■ PROVIDED MATERIAL ■
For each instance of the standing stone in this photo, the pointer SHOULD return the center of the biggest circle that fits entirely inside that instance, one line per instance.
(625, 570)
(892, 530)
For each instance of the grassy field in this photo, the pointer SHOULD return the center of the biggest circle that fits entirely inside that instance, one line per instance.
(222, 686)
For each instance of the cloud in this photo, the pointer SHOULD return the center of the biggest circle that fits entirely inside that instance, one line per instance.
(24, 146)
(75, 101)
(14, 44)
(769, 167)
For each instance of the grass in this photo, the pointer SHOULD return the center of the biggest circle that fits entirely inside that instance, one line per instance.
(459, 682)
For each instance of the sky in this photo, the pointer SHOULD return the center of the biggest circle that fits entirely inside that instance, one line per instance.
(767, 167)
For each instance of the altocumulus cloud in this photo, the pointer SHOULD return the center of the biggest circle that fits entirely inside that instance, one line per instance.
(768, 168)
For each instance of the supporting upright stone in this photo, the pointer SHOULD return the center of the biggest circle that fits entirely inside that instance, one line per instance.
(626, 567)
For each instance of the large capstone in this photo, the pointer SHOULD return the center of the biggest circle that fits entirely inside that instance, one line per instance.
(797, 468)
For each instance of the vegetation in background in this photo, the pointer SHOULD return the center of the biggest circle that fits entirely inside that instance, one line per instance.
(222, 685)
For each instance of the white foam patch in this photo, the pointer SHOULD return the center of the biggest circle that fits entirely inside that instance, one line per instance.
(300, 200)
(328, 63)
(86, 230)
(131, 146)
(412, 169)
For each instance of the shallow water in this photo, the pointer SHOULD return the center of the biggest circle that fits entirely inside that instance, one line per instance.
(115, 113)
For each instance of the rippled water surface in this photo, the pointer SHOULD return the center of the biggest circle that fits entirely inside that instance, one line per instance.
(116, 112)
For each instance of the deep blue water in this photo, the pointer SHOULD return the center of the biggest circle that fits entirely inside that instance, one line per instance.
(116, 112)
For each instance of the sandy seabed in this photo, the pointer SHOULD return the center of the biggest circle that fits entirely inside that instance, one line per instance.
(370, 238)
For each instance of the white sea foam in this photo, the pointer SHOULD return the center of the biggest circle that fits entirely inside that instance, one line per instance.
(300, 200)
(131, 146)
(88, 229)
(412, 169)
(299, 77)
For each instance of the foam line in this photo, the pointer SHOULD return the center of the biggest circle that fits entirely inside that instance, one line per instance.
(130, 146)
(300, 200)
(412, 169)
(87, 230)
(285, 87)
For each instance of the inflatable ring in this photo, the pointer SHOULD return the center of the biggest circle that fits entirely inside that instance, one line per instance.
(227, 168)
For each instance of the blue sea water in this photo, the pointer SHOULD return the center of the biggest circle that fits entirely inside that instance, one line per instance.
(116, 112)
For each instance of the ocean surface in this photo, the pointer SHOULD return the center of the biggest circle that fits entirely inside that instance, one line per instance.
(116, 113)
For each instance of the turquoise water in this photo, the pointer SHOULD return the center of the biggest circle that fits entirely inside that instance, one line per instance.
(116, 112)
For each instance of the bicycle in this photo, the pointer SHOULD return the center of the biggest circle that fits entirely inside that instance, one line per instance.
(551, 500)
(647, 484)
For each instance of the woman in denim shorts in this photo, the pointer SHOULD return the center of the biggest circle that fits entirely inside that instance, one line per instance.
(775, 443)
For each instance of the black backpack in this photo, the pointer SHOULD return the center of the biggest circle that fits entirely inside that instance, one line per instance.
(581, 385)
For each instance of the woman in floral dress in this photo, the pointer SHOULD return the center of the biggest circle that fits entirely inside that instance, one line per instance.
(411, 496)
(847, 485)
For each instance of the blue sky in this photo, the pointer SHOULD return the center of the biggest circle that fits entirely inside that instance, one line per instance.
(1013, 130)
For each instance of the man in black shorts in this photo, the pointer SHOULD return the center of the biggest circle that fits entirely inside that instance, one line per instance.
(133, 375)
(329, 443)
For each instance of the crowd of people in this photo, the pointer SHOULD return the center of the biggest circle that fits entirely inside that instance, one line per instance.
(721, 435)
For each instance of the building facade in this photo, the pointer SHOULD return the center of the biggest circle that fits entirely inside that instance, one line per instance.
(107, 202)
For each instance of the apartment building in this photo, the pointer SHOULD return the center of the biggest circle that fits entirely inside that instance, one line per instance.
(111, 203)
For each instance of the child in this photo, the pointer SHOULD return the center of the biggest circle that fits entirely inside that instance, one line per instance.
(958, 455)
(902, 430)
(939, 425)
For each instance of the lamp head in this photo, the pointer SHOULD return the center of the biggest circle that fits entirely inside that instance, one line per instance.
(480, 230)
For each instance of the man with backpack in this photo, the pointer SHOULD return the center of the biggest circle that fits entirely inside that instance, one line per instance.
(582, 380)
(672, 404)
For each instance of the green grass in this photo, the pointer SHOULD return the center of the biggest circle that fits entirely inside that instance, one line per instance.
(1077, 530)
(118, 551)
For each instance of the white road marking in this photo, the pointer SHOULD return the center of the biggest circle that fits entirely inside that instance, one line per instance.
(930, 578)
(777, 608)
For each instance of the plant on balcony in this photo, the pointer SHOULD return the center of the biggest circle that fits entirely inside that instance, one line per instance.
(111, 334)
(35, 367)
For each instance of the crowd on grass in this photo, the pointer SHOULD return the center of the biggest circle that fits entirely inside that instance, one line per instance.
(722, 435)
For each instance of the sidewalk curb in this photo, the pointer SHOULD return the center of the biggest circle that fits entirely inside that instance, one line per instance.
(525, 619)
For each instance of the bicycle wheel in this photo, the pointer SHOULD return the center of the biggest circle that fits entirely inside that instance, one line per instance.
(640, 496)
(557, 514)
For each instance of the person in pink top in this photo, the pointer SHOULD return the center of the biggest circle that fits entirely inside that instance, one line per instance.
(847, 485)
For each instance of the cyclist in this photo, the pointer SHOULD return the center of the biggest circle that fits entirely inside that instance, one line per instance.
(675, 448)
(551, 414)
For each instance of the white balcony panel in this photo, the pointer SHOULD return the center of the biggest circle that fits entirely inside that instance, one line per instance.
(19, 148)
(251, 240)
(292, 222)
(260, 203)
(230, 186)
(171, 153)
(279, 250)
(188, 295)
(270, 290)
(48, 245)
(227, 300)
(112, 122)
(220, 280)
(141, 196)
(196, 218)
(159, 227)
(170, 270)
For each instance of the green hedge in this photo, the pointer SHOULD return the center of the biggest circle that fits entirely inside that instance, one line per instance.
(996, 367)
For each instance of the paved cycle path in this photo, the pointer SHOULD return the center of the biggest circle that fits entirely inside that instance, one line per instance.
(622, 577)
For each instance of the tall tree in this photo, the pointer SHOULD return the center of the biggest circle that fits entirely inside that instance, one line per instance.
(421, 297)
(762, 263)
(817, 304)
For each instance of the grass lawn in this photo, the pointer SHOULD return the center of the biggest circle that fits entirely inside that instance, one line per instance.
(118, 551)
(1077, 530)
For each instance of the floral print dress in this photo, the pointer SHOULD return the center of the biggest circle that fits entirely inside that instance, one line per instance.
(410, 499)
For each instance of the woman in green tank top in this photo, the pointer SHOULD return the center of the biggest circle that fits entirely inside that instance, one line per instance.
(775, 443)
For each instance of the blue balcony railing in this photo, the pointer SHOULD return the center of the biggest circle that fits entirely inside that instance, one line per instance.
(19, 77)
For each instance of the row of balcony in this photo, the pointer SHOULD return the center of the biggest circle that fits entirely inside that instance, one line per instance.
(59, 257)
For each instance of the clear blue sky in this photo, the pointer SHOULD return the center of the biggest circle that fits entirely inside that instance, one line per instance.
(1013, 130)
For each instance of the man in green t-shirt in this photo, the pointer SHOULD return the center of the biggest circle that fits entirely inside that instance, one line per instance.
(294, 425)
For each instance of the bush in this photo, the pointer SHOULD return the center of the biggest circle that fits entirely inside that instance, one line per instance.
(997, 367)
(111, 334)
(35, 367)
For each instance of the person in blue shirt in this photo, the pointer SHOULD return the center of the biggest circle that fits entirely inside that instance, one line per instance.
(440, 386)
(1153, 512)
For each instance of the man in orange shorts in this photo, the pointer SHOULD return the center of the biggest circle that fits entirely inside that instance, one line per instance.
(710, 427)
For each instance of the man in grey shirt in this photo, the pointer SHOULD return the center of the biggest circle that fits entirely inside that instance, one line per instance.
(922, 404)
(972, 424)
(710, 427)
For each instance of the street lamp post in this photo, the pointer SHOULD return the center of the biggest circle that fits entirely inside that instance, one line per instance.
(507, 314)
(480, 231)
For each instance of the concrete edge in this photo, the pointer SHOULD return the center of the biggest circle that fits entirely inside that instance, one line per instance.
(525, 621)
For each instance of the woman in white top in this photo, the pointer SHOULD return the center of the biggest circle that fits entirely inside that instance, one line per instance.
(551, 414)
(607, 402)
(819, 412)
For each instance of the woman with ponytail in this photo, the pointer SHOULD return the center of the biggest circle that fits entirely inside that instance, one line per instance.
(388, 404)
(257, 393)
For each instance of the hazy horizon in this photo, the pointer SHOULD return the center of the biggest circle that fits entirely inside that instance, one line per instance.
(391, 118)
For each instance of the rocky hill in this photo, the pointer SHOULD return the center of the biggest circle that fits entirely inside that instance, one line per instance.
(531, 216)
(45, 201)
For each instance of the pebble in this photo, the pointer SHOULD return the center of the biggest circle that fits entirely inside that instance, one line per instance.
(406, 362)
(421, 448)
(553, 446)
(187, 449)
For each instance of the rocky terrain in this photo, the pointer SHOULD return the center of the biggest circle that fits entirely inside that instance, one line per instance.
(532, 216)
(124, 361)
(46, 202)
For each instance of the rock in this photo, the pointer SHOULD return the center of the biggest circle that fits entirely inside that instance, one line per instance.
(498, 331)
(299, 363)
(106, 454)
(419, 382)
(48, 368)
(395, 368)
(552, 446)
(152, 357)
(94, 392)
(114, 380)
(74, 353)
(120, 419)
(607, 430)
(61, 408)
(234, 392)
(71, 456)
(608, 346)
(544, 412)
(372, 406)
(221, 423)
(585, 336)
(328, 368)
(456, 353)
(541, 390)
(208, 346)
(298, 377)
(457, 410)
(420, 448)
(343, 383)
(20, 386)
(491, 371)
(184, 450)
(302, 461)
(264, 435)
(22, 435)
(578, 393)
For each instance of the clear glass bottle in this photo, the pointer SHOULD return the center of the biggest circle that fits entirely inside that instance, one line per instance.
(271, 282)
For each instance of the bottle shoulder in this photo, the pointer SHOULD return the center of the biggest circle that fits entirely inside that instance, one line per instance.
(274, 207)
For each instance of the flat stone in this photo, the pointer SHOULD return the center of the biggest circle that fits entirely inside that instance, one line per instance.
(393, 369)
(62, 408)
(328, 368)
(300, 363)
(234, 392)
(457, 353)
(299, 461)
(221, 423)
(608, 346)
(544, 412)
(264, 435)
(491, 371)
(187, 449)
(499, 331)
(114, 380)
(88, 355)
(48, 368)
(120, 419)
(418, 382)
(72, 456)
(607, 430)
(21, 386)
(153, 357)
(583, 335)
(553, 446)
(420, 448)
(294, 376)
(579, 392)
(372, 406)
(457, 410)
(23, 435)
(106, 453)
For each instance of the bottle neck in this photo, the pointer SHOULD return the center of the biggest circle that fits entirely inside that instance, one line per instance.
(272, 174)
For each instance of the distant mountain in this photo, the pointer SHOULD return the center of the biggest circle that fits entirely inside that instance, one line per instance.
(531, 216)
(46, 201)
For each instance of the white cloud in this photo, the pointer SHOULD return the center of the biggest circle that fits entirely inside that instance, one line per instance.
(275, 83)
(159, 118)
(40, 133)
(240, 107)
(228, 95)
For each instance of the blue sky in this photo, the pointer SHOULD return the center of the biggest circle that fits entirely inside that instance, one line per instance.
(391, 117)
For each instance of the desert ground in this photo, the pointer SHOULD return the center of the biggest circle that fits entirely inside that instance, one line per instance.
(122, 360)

■ EXERCISE REQUIREMENTS ■
Nothing but the lines from the one that contains "For each instance of the bottle neck" through the last line of the entries should appear in your reply, each repeated exactly.

■ EXPECTED ANSWER ■
For each instance of the bottle neck in this photo, the pointer SHOULD return the center of the biggest circle that fits entirely inside that instance, one line per instance.
(272, 174)
For each instance of the distant mountain in this photo, the pointer SHOULD return the center of the biggest circle that fits entirely inside that instance, one line per instance.
(531, 216)
(46, 201)
For each instance of the white cloud in this photo, the pointer SHOULD return the center of the biggest circle that fits entirely inside that instance, one line per instance.
(275, 83)
(159, 118)
(40, 133)
(240, 107)
(228, 95)
For each instance of the blue sky in this photo, the pointer SHOULD return the center of the biggest circle that fits entirely inside that instance, one line per instance.
(391, 117)
For each instance of the desert ground in this photo, the pointer SHOULD return the center of the biggest circle that fits entirely inside that instance, one line per instance.
(122, 360)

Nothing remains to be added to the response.